To do:
Report every line of the records that contains the word "pavement", matching case exactly.

Data shown:
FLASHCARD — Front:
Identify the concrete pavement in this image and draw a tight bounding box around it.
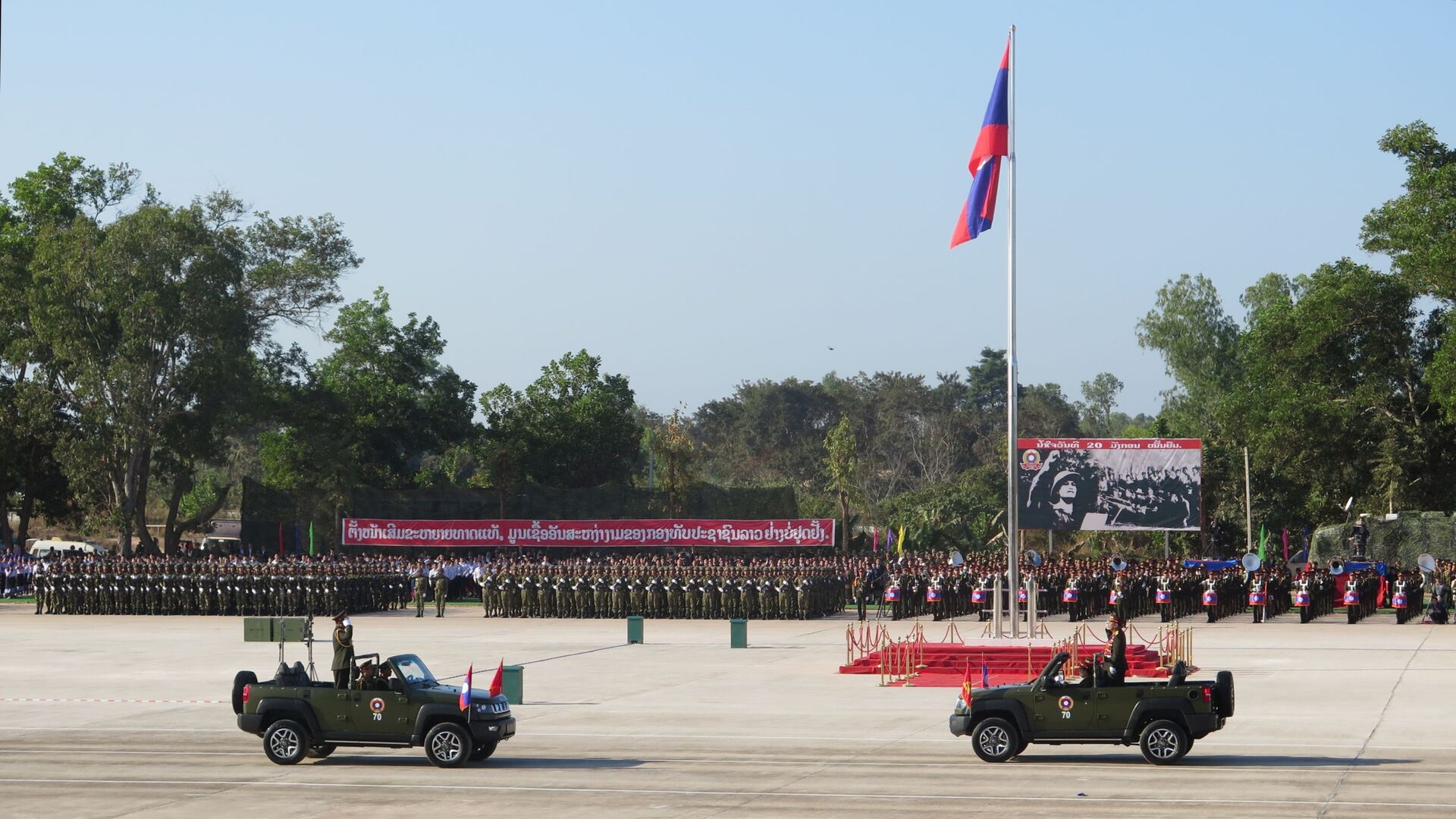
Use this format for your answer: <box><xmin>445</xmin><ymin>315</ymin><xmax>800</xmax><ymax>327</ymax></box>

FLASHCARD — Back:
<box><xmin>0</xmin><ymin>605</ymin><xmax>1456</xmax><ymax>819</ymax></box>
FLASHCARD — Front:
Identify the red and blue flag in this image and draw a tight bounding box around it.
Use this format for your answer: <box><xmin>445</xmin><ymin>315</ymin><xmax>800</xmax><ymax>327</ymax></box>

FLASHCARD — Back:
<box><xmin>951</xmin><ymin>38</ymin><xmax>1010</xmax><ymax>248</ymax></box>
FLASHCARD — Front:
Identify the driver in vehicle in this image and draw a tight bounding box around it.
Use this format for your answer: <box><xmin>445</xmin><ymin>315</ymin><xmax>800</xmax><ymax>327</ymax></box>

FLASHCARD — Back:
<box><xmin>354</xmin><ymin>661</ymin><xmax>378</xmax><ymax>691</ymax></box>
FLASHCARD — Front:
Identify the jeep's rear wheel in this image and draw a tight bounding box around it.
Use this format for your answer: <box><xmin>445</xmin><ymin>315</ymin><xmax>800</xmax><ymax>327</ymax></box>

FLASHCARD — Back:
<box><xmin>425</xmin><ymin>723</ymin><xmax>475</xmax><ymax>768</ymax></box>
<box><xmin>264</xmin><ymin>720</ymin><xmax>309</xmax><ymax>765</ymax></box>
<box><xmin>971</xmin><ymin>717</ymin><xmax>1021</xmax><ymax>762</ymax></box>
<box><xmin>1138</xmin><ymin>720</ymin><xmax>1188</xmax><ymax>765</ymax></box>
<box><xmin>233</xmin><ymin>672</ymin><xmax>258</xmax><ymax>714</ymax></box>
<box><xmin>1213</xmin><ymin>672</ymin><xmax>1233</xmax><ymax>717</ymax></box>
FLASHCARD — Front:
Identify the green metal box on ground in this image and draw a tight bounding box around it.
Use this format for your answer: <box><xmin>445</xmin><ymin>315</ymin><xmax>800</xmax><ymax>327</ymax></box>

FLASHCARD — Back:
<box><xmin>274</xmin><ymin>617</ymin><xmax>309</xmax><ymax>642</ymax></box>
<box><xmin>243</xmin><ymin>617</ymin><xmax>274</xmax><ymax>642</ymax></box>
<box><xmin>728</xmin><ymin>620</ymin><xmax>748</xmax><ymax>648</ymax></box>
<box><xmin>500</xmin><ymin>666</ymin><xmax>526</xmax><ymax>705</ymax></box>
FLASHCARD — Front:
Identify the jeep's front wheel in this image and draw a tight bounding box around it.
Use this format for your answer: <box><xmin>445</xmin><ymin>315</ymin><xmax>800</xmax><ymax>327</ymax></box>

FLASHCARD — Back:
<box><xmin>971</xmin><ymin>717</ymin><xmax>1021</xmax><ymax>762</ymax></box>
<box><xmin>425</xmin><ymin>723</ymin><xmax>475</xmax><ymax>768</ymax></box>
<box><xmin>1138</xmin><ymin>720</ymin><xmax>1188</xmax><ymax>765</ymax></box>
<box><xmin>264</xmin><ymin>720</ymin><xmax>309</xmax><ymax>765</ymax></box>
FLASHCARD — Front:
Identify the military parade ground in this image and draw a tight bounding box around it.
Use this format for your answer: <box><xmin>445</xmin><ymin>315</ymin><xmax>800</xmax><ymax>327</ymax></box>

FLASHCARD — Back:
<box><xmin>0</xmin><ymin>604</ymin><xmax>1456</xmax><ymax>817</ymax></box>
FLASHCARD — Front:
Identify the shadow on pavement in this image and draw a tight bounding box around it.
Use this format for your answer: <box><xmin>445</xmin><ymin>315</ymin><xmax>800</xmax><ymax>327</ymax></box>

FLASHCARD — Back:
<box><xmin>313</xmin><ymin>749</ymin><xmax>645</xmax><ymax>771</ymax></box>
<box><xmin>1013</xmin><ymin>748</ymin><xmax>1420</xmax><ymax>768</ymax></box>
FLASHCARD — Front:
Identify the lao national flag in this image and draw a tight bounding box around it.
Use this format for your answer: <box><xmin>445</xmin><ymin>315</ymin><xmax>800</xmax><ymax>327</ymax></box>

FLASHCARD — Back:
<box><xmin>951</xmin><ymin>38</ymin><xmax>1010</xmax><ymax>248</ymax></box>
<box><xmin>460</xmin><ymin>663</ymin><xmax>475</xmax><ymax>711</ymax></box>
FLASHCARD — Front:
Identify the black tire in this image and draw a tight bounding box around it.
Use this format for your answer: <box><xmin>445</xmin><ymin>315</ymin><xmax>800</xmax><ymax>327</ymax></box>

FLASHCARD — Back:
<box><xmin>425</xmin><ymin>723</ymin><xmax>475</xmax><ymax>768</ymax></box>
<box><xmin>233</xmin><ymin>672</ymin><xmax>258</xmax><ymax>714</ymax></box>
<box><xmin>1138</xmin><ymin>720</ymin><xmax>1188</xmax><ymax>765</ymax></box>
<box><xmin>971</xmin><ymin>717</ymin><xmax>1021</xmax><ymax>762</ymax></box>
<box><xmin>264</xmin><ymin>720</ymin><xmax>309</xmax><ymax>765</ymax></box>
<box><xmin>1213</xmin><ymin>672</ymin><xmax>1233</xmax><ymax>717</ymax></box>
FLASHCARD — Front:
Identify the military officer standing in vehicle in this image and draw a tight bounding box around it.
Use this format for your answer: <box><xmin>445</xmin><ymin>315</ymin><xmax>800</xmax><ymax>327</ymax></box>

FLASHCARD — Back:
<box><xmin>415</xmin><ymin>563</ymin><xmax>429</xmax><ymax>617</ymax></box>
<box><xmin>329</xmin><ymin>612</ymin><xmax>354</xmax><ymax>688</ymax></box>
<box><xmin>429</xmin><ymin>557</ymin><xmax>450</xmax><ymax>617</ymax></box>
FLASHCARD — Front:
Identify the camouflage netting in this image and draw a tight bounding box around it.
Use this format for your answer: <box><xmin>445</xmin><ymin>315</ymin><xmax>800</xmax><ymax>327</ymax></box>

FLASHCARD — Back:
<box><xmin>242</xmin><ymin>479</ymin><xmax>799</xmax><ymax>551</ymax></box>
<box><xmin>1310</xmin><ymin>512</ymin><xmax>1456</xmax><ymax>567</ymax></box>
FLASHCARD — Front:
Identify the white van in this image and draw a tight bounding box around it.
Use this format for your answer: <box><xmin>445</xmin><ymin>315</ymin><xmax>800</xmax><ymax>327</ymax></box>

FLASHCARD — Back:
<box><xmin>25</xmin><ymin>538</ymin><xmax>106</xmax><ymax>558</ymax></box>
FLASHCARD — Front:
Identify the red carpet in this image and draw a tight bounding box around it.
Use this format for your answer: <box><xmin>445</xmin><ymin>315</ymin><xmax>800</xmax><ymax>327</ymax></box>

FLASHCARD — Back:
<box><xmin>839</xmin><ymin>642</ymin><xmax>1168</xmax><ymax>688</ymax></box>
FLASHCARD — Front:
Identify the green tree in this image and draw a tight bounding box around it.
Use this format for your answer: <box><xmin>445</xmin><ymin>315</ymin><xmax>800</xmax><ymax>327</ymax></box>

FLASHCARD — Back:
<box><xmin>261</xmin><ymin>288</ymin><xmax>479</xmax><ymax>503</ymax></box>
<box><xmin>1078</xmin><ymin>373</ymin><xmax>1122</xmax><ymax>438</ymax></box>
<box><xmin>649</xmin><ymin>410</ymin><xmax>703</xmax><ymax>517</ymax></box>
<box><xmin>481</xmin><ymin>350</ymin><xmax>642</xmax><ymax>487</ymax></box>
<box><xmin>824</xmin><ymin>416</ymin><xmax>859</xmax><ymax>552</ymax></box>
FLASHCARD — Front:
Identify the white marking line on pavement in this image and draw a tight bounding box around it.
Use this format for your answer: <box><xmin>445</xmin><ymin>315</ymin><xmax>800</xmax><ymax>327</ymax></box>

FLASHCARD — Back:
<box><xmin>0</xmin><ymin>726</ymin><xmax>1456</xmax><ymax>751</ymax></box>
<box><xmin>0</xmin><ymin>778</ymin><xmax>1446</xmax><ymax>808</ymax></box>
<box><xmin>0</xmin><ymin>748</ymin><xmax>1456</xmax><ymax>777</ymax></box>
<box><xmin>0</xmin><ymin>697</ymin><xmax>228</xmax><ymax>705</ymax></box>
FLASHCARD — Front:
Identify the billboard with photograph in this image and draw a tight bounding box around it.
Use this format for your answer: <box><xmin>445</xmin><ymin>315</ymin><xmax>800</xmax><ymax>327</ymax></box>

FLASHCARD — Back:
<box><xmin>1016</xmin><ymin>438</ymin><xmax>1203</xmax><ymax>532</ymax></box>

Correct result:
Identify the concrete pavement in this image and draw a tight bounding box around it.
Identify the shadow on pavement in this image and draw a tight bounding box around it.
Identify the white marking line on pavement in this image and draw a tight bounding box around it.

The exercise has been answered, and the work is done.